**What you are asked to do**:
Leave the images out and write out each entry exactly as shown.

**Data for this task**:
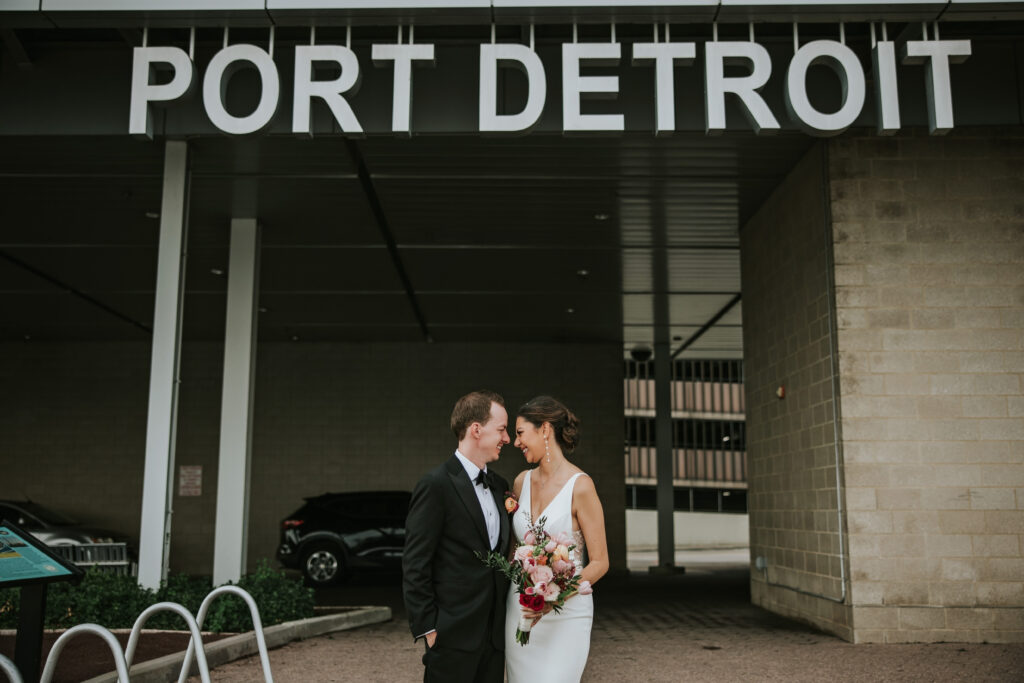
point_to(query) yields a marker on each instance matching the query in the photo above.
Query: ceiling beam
(74, 292)
(387, 235)
(16, 49)
(708, 326)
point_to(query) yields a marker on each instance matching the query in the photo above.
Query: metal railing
(709, 423)
(8, 668)
(689, 465)
(122, 662)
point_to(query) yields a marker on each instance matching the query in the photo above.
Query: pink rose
(541, 573)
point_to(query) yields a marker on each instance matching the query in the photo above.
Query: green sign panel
(22, 560)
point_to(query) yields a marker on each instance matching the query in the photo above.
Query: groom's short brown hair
(474, 407)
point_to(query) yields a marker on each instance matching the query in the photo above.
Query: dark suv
(337, 532)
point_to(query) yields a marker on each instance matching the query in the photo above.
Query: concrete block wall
(929, 249)
(791, 441)
(328, 417)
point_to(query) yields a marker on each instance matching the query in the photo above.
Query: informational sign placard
(26, 560)
(190, 480)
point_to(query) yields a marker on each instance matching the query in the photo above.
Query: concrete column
(665, 492)
(663, 441)
(158, 481)
(230, 532)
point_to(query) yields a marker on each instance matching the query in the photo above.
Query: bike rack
(112, 642)
(204, 670)
(7, 667)
(257, 628)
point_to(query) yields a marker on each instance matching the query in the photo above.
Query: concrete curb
(166, 669)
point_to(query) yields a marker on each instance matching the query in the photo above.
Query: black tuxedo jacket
(446, 587)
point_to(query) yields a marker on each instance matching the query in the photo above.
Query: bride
(564, 495)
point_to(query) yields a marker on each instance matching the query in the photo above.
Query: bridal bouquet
(542, 572)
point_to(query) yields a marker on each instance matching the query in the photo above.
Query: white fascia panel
(832, 10)
(19, 6)
(981, 10)
(151, 5)
(512, 11)
(387, 5)
(611, 4)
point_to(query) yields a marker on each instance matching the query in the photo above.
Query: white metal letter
(142, 92)
(522, 57)
(666, 55)
(576, 86)
(886, 93)
(937, 55)
(330, 91)
(841, 59)
(402, 55)
(718, 54)
(218, 73)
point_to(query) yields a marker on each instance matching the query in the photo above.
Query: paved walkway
(693, 628)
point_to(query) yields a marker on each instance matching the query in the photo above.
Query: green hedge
(117, 601)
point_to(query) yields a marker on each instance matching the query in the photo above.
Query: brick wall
(791, 441)
(328, 417)
(929, 236)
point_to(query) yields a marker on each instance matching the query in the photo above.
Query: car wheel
(323, 564)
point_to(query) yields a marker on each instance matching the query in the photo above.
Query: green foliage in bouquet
(116, 601)
(512, 570)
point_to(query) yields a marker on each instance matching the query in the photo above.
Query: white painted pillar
(158, 480)
(236, 407)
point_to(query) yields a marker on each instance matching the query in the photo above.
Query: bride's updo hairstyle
(563, 421)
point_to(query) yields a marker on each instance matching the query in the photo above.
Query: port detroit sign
(750, 68)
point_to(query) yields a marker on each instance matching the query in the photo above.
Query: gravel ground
(694, 628)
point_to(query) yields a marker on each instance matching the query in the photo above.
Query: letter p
(143, 92)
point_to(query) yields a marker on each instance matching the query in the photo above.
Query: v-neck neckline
(553, 499)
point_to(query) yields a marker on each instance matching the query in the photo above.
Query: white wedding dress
(559, 642)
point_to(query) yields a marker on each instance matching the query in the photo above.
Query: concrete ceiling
(531, 239)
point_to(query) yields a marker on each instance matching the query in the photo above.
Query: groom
(454, 601)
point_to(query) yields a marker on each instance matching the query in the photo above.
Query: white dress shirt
(487, 504)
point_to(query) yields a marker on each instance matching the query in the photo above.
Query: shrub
(117, 601)
(279, 598)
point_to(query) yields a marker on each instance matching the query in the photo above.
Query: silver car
(51, 527)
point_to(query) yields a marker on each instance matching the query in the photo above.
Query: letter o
(224, 63)
(842, 60)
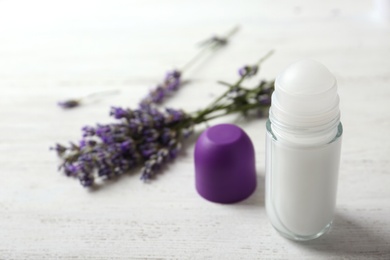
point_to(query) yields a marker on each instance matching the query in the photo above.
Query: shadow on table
(351, 238)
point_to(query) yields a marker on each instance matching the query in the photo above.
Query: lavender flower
(150, 137)
(248, 71)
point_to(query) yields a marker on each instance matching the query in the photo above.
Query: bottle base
(300, 238)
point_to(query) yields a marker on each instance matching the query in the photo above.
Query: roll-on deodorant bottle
(303, 143)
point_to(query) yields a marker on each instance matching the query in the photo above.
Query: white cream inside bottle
(303, 144)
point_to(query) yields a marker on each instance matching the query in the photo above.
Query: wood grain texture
(51, 50)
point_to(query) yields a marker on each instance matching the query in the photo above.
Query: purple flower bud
(88, 131)
(248, 71)
(126, 146)
(118, 113)
(150, 135)
(71, 169)
(86, 180)
(60, 149)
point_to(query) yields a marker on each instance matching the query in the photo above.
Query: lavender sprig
(173, 79)
(150, 137)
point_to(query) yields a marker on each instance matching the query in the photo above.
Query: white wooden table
(51, 50)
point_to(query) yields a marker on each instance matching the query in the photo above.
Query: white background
(53, 50)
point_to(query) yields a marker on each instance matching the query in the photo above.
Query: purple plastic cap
(225, 169)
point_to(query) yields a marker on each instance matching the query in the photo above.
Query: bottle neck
(316, 134)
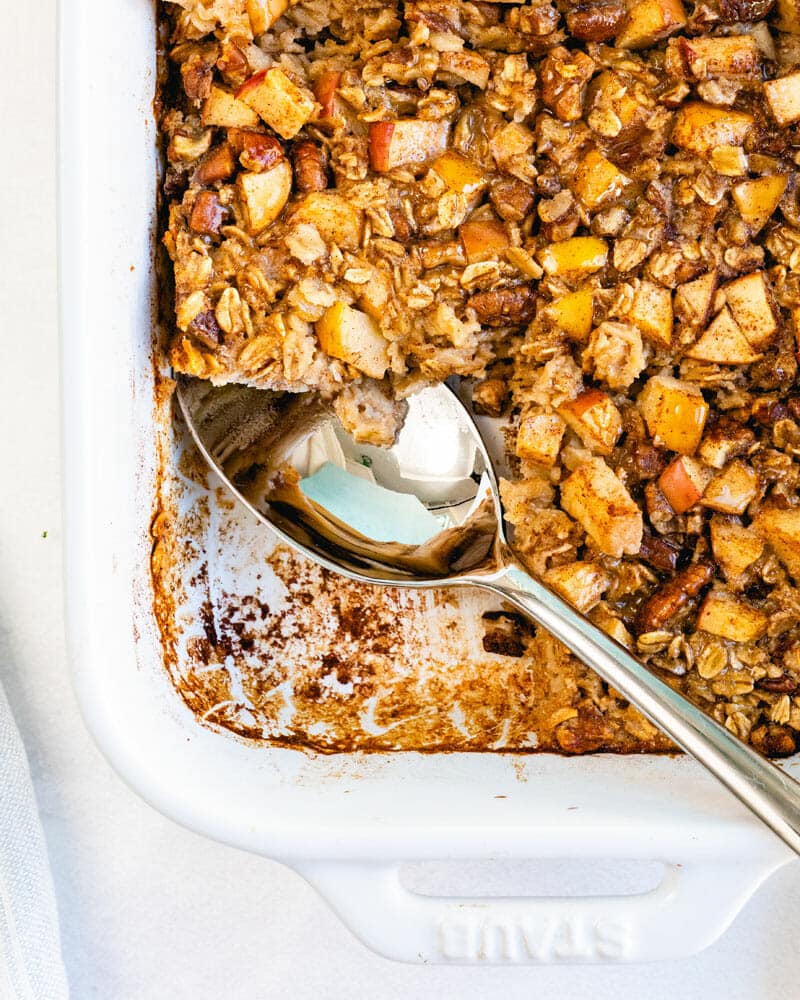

**Finished task**:
point_to(query) yields a marker on each instance matching the query in the photo above.
Query: ceiling beam
(74, 292)
(387, 235)
(16, 49)
(708, 326)
point_to(query) yields a marker on each instance matching the query in the photo above.
Query: metal railing
(709, 423)
(8, 668)
(689, 465)
(122, 662)
point_to(query) yields a marker on each instance matching the query in the photo above.
Query: pink rose
(541, 573)
point_to(query) yields a marker on each instance matching the query in the photo above.
Query: green sign panel
(22, 560)
point_to(query) yields a marker on each instance matching the query in the photo above.
Query: groom's short brown hair
(474, 407)
point_to(query) yields a marker on each instance matching the query in the photo above.
Query: dark suv
(337, 532)
point_to(query) yields a marker on each instance matching the query in the photo above.
Query: concrete block wall
(929, 249)
(791, 441)
(328, 417)
point_to(query) yields a marker on each instance matching the query in the photo above.
Query: informational sign placard
(26, 560)
(190, 480)
point_to(query) yields a marker on each instance matching the query in the photo above.
Query: concrete column
(665, 492)
(663, 441)
(158, 481)
(230, 532)
point_to(query) yields a marker on each instance matching the query in the photo above.
Query: bike rack
(112, 642)
(204, 670)
(7, 667)
(257, 628)
point_to(query) yields a marker on each instance matching the query in the photo above.
Query: concrete curb
(166, 669)
point_to(query) yields a marker on each instance matching the query in the photo above.
Query: black tuxedo jacket
(446, 587)
point_to(query) yields a marker on each instance matching the query in the photo above.
Query: bride
(564, 495)
point_to(query) yields a marker on each instance matching the query in the photo above.
Query: bridal bouquet
(542, 572)
point_to(query) yields a marker on each instance matching the query in the photo above.
Query: white fascia panel
(832, 10)
(19, 6)
(981, 10)
(151, 5)
(512, 11)
(387, 5)
(611, 4)
point_to(query) yields a marker on each instance matching the query in the photo above.
Query: white metal letter
(142, 92)
(522, 57)
(666, 55)
(576, 86)
(886, 93)
(937, 55)
(330, 91)
(841, 59)
(402, 55)
(718, 54)
(218, 73)
point_to(query) yields a marker on each instance matching the query in the photo above.
Query: paved walkway
(693, 628)
point_to(query) yields a marker on each instance matching the query in the photo above.
Query: green hedge
(117, 601)
point_to(query) yields a marker on each instance matching the query in the photo above.
Query: brick wall
(791, 441)
(328, 417)
(929, 236)
point_to(query) yields a marker on each instance matching the query in the photo above.
Query: car wheel
(323, 564)
point_to(query) yields a marker on each instance matching the query in the photo above.
Query: green foliage in bouquet
(116, 601)
(512, 570)
point_to(query) yields a marker on each instance matching the query in the photo above.
Query: white painted pillar
(158, 480)
(236, 407)
point_to(query) yields a marker on each instance matching the query in the photo above.
Query: bride's updo hairstyle
(563, 421)
point_to(query) yields a marker on each instance matching the query in the photo above.
Query: port detroit sign
(750, 68)
point_to(query) yields a marker on each instance matching the query in the photo above.
Query: gravel ground
(694, 628)
point_to(query) yields a marker on each instance matching the query in the photo above.
Query: letter p
(143, 92)
point_to(query) yields a marker on each instance matching the query in the photo above.
Query: v-neck neckline
(553, 499)
point_to(query) yields a marker on each instance matching the query in the photo above.
Query: white wedding dress
(559, 642)
point_to(query) yields a marker on each instance matching the query in the photo above.
Query: concrete ceiling
(531, 239)
point_to(query) yields a marker on each instance matching the query in the photo above.
Query: groom
(454, 601)
point_to(query) yields a marker on each instance matching the query in the photo above.
Query: white dress shirt
(487, 504)
point_to(query) yields a marker on each instance matching the query in the photo above.
Query: shrub
(117, 601)
(279, 598)
point_to(query) yields a marker on each instance matching the query in the photo above.
Query: silver car
(51, 527)
point_to(query) yields a marker on each instance matching the query in the photo above.
Query: letter o
(224, 63)
(842, 60)
point_to(query) yields a marker on each instance matching the query in the photo above.
Query: shadow on table
(351, 238)
point_to(query) yields a marker on each instance matching the query in the photo above.
Query: lavender flower
(150, 137)
(248, 71)
point_to(query) yields a marker on each instance matching the query in the photo above.
Query: bottle base
(300, 238)
point_to(query) yields a marker on each instance matching the query in the photo above.
Query: roll-on deodorant bottle
(303, 143)
point_to(query) yields a marker on each instance matching the query in the photo above.
Query: white cream inside bottle
(303, 144)
point_to(query) yields a marker on each instance matching the query in the photo above.
Query: wood grain texture
(51, 50)
point_to(query) yields a marker on each instance matching the query in the photo above.
Query: purple flower bud
(88, 131)
(248, 71)
(126, 146)
(118, 113)
(150, 135)
(71, 169)
(86, 180)
(60, 149)
point_to(query) yields a marker on each instance matching the query in the photo above.
Query: lavender sprig
(173, 79)
(150, 137)
point_to(query) yields a marker on each instance matching the query in the photo above.
Query: white wooden table
(51, 50)
point_to(query) yields a marker on each instance matching the query in the photo above.
Query: white background
(53, 50)
point_to(query) yields a marker on each instance matching the query in the photo above.
Query: purple plastic cap
(225, 169)
point_to(query) yields a marker on each instance matching the query in the photo above.
Query: bottle neck
(316, 134)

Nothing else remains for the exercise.